Task requirements
[1] Rewrite the paragraph of the essay on small acts of service that begins "Throughout the year, the service of hospitality" as a short bulleted list, keeping its main points.
[2] Answer these questions from the essay on small acts of service, one line each:
(a) Which book did the writer's group study this summer, and who wrote it?
(b) What name does Foster give to Jesus washing the disciples' feet?
(c) What did the writer make for the tree on that first Christmas after marrying?

Extract provided
<<<<

By Nancy Strackany


This summer I was in a group that studied the book, “Celebration of Disciplines” by Richard J. Foster. It is a wonderful book with deep insights into God’s heart for us. One chapter, The Discipline of Service, especially the service of small things, stood out for me. The author uses Dorcus, in the book of Acts, ”who made coats and garments for the widows,” as an example of “this service of active helpfulness.” This, Foster calls, the “simple assistance in trifling external matters.” These small things are often overlooked for larger types of service which as Foster says, “require great sacrifices for a moment, whereas small things require constant sacrifice”.

I am reminded of the everyday mundane chores, making meals, doing laundry, cleaning, picking up after husbands and kids. We give service as we do these things if we do them as unto the Lord. Our temptation to quit is great when we feel unimportant or unappreciated, or our talents wasted. But these are the very things that God wants us to prove ourselves faithful in.

Another example of small service is guarding the reputation of others, as Paul says, ”Speak evil of no one.” Gossip among women is sadly notorious and I admit to having gossiped myself, even within my own family. Fortunately God has helped me see and prepare for this temptation and to practice the discipline of holding my tongue.

Going a step further, the guarding of the reputation of others, is a service rendered when we not only refuse to gossip about someone but to let others know that we will not speak badly about anyone when the subject comes up. This kind of witness is one that isn’t often forgotten by those involved.

servinggodbyservingothers-620x263There is the service of being served. When Jesus washed the disciples’ feet, the ministry of the towel, as Foster calls it, Peter at first refused. But Jesus tells us that to allow other to serve us is an act of submission. And in some cases a gift of love. Do we allow others to help us, or like myself on so many occasions do we have the attitude of I can do it myself. I’ve had a difficult time asking for help and God has shown me my pride in this. I felt because the way someone else might do it, it would be less well done, or more trouble than doing it myself.

I remember a time 44 years ago, on the first Christmas I was married. I had little money to buy ornaments for our tree and so found a pattern for some felt Santa Clauses. I remember none of the specific or the incident but my husband still remembers that I would not let him help. I am sure I thought, I am artistic, you are not, I want all the fun and satisfaction, and probably praise. But if my husband can still remember this, I know that God does. Allowing help, accepting a gift, saying thank you, letters of appreciation and encouragement, all acknowledge others and affirm their worth.

Throughout the year, the service of hospitality is also important. And it is one that is often overlooked because invitations are too complicated. People often want just companionship, not a fancy meal. They don’t care if your house is clean, they just want to get together. And while having a visitor we can practice the service of listening, For as Foster puts it, “an impatient half listener is an affront to the person sharing.” We, he reminds us, “would do well to listen to others in silence and see if we don’t hear God through them.” When we listen to others thoughts, fears, burdens and sorrows we allow the love and compassion of Christ to flow through us. This is a service we can share anywhere and as we start, Jesus will be our teacher.

Finally another small service is that we can share the word we receive from God, with others. No one person can hear all God has to say. We all receive God’s wisdom and we are expected not only to grow from it but to share it. Our prayer each day can be, “Lord Jesus, as it would please you, bring me someone today whom I can serve.”

>>>>

Data supplied
<<<<

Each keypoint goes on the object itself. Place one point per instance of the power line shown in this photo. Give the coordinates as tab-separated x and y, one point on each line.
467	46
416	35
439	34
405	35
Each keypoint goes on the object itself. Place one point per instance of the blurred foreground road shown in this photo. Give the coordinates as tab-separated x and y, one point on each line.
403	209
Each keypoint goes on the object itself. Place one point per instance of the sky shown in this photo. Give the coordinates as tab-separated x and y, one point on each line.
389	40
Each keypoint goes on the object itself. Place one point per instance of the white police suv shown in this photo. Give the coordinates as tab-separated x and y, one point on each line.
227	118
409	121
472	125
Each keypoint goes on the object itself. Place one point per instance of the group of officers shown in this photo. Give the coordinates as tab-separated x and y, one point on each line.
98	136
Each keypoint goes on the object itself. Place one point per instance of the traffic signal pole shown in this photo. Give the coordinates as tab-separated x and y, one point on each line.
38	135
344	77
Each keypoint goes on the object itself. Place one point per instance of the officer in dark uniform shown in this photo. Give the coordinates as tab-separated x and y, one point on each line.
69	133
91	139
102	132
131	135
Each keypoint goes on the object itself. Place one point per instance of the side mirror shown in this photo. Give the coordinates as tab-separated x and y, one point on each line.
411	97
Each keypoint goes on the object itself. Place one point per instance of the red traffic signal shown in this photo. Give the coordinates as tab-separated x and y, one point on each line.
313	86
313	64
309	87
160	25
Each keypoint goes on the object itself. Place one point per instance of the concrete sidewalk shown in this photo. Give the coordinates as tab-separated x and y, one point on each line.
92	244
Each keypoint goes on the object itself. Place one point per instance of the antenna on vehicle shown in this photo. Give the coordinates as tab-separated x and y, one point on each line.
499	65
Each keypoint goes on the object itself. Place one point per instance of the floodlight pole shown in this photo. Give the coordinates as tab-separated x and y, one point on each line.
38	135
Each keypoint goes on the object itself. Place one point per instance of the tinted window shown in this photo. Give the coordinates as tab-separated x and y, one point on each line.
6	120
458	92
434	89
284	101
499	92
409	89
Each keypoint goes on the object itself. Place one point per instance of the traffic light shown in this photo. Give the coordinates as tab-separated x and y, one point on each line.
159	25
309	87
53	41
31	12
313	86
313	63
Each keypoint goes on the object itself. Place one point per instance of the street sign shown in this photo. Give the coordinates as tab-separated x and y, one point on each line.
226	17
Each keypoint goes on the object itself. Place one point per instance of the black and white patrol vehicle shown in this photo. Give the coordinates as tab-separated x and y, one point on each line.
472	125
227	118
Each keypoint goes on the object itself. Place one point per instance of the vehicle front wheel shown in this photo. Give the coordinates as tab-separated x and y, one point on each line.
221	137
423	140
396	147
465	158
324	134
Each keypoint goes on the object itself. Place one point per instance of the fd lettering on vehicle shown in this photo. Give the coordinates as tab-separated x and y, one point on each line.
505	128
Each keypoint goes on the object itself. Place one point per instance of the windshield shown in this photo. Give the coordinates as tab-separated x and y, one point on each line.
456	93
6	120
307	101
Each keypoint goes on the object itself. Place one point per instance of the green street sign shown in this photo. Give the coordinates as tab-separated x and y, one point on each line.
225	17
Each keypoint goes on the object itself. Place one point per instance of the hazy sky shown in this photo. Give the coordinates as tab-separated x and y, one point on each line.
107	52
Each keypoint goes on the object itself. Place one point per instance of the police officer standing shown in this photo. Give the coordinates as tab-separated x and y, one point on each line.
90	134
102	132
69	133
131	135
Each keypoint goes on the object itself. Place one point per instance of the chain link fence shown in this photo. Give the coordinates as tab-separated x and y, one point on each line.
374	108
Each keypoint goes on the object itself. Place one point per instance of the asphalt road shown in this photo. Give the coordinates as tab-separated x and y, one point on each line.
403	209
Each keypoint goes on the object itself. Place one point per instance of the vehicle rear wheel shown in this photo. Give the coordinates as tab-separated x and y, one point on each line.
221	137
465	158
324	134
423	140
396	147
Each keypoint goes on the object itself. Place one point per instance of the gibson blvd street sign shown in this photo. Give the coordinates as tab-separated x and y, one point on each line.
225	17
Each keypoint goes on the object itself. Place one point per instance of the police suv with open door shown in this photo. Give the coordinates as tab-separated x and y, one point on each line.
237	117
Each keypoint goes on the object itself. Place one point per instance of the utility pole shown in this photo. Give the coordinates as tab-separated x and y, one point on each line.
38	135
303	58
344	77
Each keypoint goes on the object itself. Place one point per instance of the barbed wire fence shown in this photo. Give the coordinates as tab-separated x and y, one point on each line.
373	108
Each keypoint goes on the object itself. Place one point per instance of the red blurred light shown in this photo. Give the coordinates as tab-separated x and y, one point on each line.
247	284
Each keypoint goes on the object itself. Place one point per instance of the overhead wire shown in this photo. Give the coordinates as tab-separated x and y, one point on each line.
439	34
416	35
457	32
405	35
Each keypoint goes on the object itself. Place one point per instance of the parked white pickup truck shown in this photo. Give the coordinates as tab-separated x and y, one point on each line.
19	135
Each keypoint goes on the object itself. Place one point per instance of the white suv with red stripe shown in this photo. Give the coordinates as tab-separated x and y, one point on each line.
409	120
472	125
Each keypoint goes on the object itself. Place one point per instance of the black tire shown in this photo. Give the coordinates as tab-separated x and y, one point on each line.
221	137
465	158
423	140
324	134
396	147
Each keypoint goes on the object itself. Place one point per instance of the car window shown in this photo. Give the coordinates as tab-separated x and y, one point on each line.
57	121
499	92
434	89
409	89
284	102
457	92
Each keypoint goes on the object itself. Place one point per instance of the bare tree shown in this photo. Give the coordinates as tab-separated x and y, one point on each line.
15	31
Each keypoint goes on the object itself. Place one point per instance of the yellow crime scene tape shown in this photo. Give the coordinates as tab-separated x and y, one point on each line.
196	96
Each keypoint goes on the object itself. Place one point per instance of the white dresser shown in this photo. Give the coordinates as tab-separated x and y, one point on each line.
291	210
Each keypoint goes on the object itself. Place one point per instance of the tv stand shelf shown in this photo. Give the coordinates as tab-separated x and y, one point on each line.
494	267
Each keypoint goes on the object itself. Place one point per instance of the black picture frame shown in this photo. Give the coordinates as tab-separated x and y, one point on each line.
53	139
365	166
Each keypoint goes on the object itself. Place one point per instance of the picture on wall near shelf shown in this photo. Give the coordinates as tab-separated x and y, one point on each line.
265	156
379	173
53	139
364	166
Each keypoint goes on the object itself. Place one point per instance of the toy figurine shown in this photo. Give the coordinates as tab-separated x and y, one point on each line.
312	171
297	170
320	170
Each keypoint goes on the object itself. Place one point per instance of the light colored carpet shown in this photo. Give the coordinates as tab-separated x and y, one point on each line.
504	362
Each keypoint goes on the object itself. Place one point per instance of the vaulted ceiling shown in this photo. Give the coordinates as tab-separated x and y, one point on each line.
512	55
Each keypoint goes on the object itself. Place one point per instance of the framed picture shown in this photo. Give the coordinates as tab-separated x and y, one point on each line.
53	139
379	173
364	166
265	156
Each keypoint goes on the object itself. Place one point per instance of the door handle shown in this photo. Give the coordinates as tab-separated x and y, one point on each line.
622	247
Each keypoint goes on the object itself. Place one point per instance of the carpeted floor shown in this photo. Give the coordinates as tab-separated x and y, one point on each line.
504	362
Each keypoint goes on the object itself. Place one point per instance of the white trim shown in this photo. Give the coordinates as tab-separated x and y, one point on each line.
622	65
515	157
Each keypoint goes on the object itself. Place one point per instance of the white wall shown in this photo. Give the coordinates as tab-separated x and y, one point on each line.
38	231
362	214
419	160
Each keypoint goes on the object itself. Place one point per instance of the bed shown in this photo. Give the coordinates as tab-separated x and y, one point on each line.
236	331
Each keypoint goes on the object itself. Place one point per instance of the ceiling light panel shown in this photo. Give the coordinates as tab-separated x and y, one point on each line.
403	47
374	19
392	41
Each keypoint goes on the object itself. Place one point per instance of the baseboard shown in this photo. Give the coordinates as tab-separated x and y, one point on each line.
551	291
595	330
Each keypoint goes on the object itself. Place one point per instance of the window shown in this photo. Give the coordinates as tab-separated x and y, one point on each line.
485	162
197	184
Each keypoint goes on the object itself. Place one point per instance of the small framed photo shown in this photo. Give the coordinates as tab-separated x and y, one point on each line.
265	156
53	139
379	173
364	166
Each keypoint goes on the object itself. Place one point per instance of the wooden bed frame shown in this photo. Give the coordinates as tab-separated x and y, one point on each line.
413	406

>>>>

Exercise answers
[1]
- Hospitality is an important service all year, but it is often overlooked because invitations become too complicated.
- People usually want companionship, not a fancy meal, and don't care whether the house is clean.
- A visit is a chance to practice listening. Foster says "an impatient half listener is an affront to the person sharing" and suggests listening in silence to hear God through others.
- Listening to others' thoughts, fears, burdens and sorrows lets the love and compassion of Christ flow through us.
- This service can be shared anywhere, and Jesus will be our teacher as we start.

[2]
(a) "Celebration of Disciplines" by Richard J. Foster
(b) The ministry of the towel
(c) Felt Santa Clauses